Start of DATASET

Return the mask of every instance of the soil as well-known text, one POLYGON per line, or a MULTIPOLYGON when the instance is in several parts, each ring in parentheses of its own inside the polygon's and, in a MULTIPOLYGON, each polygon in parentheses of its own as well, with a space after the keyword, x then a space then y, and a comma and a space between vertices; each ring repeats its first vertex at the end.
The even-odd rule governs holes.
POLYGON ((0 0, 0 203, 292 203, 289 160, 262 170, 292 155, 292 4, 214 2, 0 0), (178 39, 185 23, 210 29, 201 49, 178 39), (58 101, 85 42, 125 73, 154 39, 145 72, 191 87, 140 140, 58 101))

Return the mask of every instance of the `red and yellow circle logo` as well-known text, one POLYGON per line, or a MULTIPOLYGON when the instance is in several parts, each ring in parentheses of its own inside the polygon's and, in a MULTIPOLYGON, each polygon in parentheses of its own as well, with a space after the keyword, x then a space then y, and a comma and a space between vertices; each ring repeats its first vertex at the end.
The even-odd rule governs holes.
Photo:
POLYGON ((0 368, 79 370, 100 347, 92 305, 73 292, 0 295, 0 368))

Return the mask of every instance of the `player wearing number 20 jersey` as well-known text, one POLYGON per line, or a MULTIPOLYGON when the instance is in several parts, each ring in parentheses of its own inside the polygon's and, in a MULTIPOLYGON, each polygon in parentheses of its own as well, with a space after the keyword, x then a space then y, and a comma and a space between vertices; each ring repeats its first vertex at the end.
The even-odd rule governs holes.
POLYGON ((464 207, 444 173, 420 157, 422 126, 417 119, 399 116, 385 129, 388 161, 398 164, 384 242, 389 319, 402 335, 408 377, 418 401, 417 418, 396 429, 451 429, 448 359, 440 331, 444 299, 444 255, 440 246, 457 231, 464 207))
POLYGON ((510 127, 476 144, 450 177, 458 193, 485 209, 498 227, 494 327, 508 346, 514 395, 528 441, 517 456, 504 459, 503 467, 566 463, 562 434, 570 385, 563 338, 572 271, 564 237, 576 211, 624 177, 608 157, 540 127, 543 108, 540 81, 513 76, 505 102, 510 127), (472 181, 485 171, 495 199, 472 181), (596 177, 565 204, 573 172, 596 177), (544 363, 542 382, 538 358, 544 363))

End of DATASET

REQUIRED TASK: Can you copy out all three entries above, word for word?

FULL OUTPUT:
Return the mask of every instance of the soil as well-known text, one POLYGON per line, or a MULTIPOLYGON when the instance is in several parts, each ring in parentheses of its own inside the polygon's and, in a MULTIPOLYGON, each polygon in parentheses of its own as well, with a space after the keyword, x then a space then y, and a comma and a space between vertices; each ring repeats its first vertex at the end.
The even-odd rule governs holes.
POLYGON ((0 0, 0 203, 292 203, 289 160, 262 170, 292 155, 292 4, 214 2, 0 0), (178 39, 185 23, 210 29, 201 49, 178 39), (58 101, 85 42, 125 73, 154 39, 145 72, 191 87, 140 140, 58 101))

Return the mask of every instance of the `red and yellow circle logo` as well-known text, one POLYGON per line, or a MULTIPOLYGON when the instance is in several parts, each ring in parentheses of its own inside the polygon's and, in a MULTIPOLYGON, each polygon in parentheses of its own as well, with a space after the keyword, x then a space then y, and a comma and a space between vertices; each ring repeats its first vertex at the end.
The even-odd rule governs holes.
Photo:
POLYGON ((0 368, 79 370, 100 347, 92 305, 73 292, 0 295, 0 368))

Return the mask of every instance of the `player wearing number 20 jersey` as well-known text, one POLYGON per line, or a MULTIPOLYGON when the instance is in several parts, each ring in parentheses of its own inside the polygon's and, in a MULTIPOLYGON, each polygon in parentheses of its own as well, with a space after the keyword, x then a space then y, and a comma and a space between vertices; each ring repeats its first vertex at the end.
The even-odd rule governs holes.
POLYGON ((464 207, 444 173, 420 157, 422 126, 417 119, 399 116, 385 129, 388 161, 398 164, 384 242, 389 319, 402 335, 408 377, 418 401, 417 418, 396 429, 451 429, 448 359, 440 331, 444 299, 444 255, 440 246, 457 231, 464 207))
POLYGON ((510 127, 476 144, 450 177, 458 193, 485 209, 498 227, 494 327, 508 346, 514 395, 528 441, 517 456, 504 459, 503 467, 566 463, 562 434, 570 385, 563 338, 572 271, 564 237, 576 211, 624 177, 608 157, 540 127, 543 108, 540 81, 513 76, 505 102, 510 127), (472 181, 485 171, 495 199, 472 181), (596 177, 565 204, 573 172, 596 177), (544 363, 542 382, 538 358, 544 363))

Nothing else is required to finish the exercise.